→ **Brief**
From the listing below, pull out the lines that hold "blue".
:: Exercise material
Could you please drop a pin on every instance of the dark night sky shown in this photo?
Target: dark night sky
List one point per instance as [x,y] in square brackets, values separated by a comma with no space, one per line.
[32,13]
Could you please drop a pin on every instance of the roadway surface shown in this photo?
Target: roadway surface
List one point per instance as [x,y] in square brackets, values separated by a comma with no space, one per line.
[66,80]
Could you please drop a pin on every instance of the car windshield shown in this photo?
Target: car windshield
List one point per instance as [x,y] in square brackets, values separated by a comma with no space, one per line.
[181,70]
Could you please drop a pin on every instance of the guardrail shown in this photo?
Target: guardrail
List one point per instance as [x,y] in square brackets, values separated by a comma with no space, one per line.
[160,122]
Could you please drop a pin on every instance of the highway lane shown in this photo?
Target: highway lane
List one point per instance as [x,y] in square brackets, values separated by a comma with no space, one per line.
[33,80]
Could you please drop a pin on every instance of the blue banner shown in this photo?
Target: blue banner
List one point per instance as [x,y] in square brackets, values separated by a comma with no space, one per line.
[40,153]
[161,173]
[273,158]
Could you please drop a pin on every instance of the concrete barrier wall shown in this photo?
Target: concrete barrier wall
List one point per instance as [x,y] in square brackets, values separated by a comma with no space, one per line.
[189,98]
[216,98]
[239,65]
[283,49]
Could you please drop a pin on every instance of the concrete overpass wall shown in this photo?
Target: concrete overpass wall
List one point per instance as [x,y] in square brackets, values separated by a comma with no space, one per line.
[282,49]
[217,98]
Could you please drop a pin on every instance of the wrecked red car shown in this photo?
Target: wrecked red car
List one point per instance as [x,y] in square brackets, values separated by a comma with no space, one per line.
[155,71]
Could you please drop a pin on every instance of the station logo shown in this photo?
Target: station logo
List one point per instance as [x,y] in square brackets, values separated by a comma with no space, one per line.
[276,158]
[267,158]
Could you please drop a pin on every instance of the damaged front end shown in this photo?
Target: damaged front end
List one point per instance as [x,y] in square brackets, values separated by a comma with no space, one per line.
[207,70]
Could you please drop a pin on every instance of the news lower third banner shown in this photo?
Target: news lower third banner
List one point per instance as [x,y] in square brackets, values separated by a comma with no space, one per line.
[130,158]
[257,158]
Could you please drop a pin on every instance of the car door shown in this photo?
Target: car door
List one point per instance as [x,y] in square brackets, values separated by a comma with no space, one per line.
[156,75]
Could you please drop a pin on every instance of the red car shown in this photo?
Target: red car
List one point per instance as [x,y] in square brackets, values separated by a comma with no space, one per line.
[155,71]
::::
:: Exercise material
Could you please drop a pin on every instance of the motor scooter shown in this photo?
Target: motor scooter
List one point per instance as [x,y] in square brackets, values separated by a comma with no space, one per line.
::::
→ **Output of the task**
Could you please drop a pin on every instance of the blue banner shown in this photo?
Target: blue banner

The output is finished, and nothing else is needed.